▸ **TASK GOAL**
Your response should be an exact transcription of the data, images excluded.

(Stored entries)
-*-
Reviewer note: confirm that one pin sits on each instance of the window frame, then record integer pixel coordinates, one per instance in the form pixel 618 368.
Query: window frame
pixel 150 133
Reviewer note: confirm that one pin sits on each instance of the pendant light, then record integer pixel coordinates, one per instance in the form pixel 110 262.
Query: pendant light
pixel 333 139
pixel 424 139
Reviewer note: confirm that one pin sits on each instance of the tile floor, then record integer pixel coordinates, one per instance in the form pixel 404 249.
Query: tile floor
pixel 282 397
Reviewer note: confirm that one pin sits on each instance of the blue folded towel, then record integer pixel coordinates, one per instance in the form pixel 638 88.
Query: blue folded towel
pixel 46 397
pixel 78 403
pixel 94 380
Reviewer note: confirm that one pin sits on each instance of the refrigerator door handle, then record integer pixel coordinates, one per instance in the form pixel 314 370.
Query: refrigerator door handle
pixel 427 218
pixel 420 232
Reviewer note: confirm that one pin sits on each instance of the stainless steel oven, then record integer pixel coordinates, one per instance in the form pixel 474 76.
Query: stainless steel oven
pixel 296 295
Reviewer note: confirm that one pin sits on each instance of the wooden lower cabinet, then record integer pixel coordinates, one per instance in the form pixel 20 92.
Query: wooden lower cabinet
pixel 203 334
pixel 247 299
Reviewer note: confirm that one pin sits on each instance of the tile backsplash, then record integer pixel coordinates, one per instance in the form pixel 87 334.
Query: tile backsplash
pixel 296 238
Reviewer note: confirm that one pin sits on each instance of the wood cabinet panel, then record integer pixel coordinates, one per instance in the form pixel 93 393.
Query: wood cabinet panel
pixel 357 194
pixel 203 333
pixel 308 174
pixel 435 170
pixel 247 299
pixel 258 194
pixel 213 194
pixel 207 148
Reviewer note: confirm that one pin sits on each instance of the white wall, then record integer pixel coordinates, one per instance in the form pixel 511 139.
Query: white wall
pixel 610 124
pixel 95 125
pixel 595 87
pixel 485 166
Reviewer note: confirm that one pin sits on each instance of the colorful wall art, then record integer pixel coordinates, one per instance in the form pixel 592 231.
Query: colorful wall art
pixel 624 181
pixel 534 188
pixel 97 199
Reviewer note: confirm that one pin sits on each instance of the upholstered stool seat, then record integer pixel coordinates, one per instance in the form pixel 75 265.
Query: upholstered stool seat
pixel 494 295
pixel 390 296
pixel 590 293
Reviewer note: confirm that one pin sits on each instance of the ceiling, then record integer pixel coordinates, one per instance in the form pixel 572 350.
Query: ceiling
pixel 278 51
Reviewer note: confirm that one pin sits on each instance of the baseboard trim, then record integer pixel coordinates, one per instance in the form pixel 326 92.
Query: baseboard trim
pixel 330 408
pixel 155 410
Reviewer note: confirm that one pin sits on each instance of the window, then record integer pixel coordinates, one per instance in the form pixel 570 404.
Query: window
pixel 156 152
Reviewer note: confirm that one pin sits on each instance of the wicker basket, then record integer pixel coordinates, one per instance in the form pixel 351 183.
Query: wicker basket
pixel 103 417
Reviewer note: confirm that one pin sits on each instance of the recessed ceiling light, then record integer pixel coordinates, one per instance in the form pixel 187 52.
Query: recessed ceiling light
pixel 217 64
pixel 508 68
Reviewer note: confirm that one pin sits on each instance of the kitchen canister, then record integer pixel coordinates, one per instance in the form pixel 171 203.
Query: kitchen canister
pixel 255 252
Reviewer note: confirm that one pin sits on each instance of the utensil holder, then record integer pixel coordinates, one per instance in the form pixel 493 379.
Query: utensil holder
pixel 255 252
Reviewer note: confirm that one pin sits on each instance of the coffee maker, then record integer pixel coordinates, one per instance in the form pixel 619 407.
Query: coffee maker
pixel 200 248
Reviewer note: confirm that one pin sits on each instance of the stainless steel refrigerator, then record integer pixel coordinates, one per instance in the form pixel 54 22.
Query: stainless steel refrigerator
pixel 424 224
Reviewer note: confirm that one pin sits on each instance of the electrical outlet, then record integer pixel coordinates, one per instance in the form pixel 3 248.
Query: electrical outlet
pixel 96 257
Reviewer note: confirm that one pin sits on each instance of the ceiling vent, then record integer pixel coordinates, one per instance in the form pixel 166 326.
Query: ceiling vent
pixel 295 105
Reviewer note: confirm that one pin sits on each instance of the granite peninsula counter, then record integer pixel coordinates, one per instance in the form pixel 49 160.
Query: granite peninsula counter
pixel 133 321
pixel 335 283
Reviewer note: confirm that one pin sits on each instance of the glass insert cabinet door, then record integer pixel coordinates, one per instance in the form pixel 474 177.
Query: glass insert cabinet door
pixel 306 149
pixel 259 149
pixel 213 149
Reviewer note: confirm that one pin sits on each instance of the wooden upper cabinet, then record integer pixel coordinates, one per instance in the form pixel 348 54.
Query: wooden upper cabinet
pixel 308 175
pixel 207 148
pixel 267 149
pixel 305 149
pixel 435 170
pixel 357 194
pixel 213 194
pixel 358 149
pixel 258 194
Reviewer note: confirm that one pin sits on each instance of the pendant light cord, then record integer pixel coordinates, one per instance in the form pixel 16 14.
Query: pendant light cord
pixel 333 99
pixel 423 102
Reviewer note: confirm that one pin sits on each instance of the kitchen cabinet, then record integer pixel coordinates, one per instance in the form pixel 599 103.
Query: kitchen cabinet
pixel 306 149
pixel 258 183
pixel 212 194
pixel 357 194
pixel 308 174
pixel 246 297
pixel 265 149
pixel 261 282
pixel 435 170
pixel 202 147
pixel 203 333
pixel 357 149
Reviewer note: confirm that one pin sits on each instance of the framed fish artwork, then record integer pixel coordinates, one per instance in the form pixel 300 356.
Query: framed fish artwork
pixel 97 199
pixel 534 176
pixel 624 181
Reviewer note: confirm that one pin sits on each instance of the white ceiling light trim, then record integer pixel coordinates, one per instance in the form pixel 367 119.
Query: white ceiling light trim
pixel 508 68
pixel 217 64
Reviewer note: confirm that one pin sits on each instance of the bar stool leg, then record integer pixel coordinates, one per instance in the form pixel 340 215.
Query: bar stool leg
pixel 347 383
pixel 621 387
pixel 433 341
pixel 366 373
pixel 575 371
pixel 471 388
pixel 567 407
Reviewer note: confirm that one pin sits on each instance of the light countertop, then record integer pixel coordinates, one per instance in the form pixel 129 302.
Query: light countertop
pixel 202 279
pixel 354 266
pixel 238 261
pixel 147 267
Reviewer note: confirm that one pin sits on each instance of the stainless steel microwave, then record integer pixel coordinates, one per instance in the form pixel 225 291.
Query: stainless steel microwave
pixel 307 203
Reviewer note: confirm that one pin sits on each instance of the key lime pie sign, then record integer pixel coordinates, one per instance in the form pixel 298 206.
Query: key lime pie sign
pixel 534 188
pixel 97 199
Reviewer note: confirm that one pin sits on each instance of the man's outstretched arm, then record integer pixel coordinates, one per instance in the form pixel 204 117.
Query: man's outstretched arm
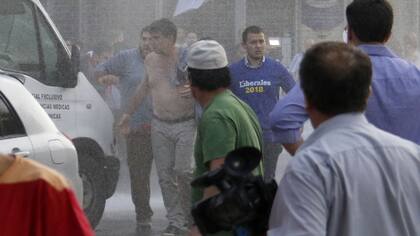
-*-
▸ **ANSWER AREA**
Reviewer note: confirm that one pin sits on each instance of the window frame, then record integer pixel coordinates, one per instance in the form pixel 618 368.
Query: window frame
pixel 150 133
Reviewer note: confirm that one pin sits on each instance of the pendant light, then record integer pixel coordinates, one per instance in the form pixel 110 262.
Query: pendant light
pixel 333 139
pixel 424 139
Reviewer note: confirm that one pin sits on each instance of the tile floor, then record integer pixel coordinates, one per instance in the form pixel 404 249.
Query: tile floor
pixel 282 397
Reviewer note: confirm that one pin sits on each instance of the blue folded towel, then record integer pixel coordinates, one per instance in the form pixel 638 88.
Query: blue folded towel
pixel 46 397
pixel 78 403
pixel 94 380
Reviewer note: confirm that one pin sits on each instance of the refrigerator door handle, then record integer pixel coordinates, one per instance in the form pixel 314 370.
Query: refrigerator door handle
pixel 427 218
pixel 420 232
Reviewer note: confirm that one pin sits on each instance of the stainless steel oven, then record integer pixel coordinates, one per instance in the form pixel 474 76.
Query: stainless steel oven
pixel 296 295
Reviewer note: confirm that one pin sits on each instance of the wooden lower cabinet, then record integer pixel coordinates, one per instance in the form pixel 20 92.
Query: wooden lower cabinet
pixel 203 334
pixel 247 299
Reviewer note: confirm that one pin sits on each instance of the tile backsplash, then record integer pixel coordinates, one per instance in the form pixel 87 334.
Query: tile backsplash
pixel 296 238
Reviewer note: confirm that one pin sits on each instance of the wood cabinet panel, then record integer pixel coordinates, one per instance in the form pixel 93 393.
Query: wood cabinet panel
pixel 357 194
pixel 203 333
pixel 308 174
pixel 435 170
pixel 247 299
pixel 258 194
pixel 213 194
pixel 207 148
Reviewer note: confirm that one pin sits on each instance of the white wall, then record integer pixel coordinates, one per instance in the form pixel 511 139.
Query: white wall
pixel 610 124
pixel 95 125
pixel 595 87
pixel 485 166
Reviewer note: confirm that one pin sits on each instance of the colorful wall art, then record integer pixel coordinates, one per instance in the form pixel 592 231.
Query: colorful wall art
pixel 624 181
pixel 534 188
pixel 97 199
Reviewer note: confirm that one pin sits on each instance of the upholstered stool seat, then record integer pixel coordinates, one per instance in the form pixel 75 265.
Query: upholstered stool seat
pixel 494 295
pixel 390 296
pixel 590 293
Reviewer note: confirm that one pin sits on each instance of the ceiling, then record integer pixel coordinates, one per instance in the form pixel 572 350.
Query: ceiling
pixel 278 51
Reviewer note: confirm that one pin sits on each instance of the baseboard trim, then record integer pixel coordinates, one per instance in the form pixel 326 92.
Query: baseboard trim
pixel 330 408
pixel 155 410
Reviewer note: confirm that one pin sits on each instance of the window, then record integer pixel coordinates, one per instance in the form pixel 570 404.
Query: window
pixel 156 152
Reviewer note: confirm that one pin sits on each instance of the wicker basket, then record integer pixel coordinates, one per instance in the form pixel 351 183.
Query: wicker basket
pixel 103 417
Reviewer note: confirm that one pin sits on each instance of the recessed ceiling light, then record integer pixel coordinates, one per instance in the form pixel 187 52.
Query: recessed ceiling light
pixel 217 64
pixel 508 68
Reviewer note: confirm that one pin sits on each instance of the kitchen canister, then record integer pixel coordinates, one per instance in the form pixel 171 203.
Query: kitchen canister
pixel 255 252
Reviewer note: confirm that one pin sits on each instance of the utensil holder, then record integer pixel coordinates, one per instance in the form pixel 493 379.
Query: utensil holder
pixel 255 252
Reviewer note: confirm that one pin sits on each instance of the coffee maker, then record integer pixel coordinates, one per instance in the form pixel 619 407.
Query: coffee maker
pixel 200 248
Reviewer note: confirm that one pin sits on each instance of the stainless steel refrigerator, then record integer pixel coordinates, one per instance in the form pixel 54 22.
Query: stainless steel refrigerator
pixel 424 224
Reviewer note: confirm that one pin sits on each instance of the electrical outlet, then record integer pixel coordinates, one per instance in the form pixel 3 248.
Query: electrical outlet
pixel 96 257
Reviewer note: confirm that one pin sits on each instance of the ceiling vent, then record integer pixel coordinates, one per instance in the form pixel 166 326.
Query: ceiling vent
pixel 295 105
Reviewer note: confirm that one pin sits on each instance of the granite peninsula counter, then record integer pixel coordinates, one per instance in the form pixel 49 160.
Query: granite peninsula counter
pixel 133 321
pixel 335 283
Reviewer note: confirm that one pin sits on each instance of the glass insert cabinet door, then record integer pixel coordinates, one per instance in the form pixel 474 177.
Query: glass insert cabinet door
pixel 306 149
pixel 259 149
pixel 213 149
Reviewer note: confirm that one pin sits on each instance of the wooden upper cabinet, then record integer pixel coordinates, one per instance in the form pixel 348 54.
Query: wooden upper cabinet
pixel 308 175
pixel 207 148
pixel 267 149
pixel 305 149
pixel 435 170
pixel 357 194
pixel 213 194
pixel 358 149
pixel 258 194
Reviewer note: confirm that one pin sits on each instance of the pendant light cord, then record integer pixel coordinates, one per instance in the form pixel 16 14.
Query: pendant light cord
pixel 333 99
pixel 423 102
Reviewer note: confirm that one pin sits on each instance of the kitchen cabinet, then record integer pixel coordinates, one per instance in the form pixel 599 103.
Query: kitchen cabinet
pixel 306 149
pixel 258 183
pixel 212 194
pixel 357 194
pixel 308 174
pixel 246 297
pixel 265 149
pixel 261 282
pixel 435 170
pixel 202 147
pixel 203 333
pixel 357 149
Reviewer note: confirm that one pin sits on each instance of the framed fish artwork, then record integer pixel coordinates, one per instance in the form pixel 300 356.
Query: framed fish artwork
pixel 97 199
pixel 534 176
pixel 624 181
Reviewer note: confirm that one pin sits on each instance of the white ceiling light trim, then record integer pixel coordinates, one per instance in the form pixel 367 119.
Query: white ceiling light trim
pixel 508 68
pixel 217 64
Reviewer note: confirm that one pin sits on each instance of the bar stool leg, then record integer pixel coordinates, one per instance in the form pixel 340 215.
Query: bar stool leg
pixel 347 383
pixel 621 387
pixel 433 341
pixel 366 373
pixel 575 371
pixel 471 388
pixel 567 407
Reviewer note: confirm that one pin sits on each instance of the light countertop, then record integer pixel coordinates, one per instance in the form pixel 129 302.
Query: light countertop
pixel 202 279
pixel 354 266
pixel 238 261
pixel 147 267
Reviewer note: confirm that one pin sits on each instance of the stainless steel microwave, then record integer pixel coordinates, one per instance in the form pixel 225 291.
Query: stainless steel microwave
pixel 307 203
Reviewer note: confirm that one pin sits on each instance of the key lime pie sign, then record integer pixel coordinates, one per instance in the form pixel 298 206.
Query: key lime pie sign
pixel 534 188
pixel 97 199
Reviewer note: confirm that one pin sits on each instance of the man's outstretched arm, then record integer pixel coordinates, one per instance in the form pixel 204 117.
Query: man's outstretched arm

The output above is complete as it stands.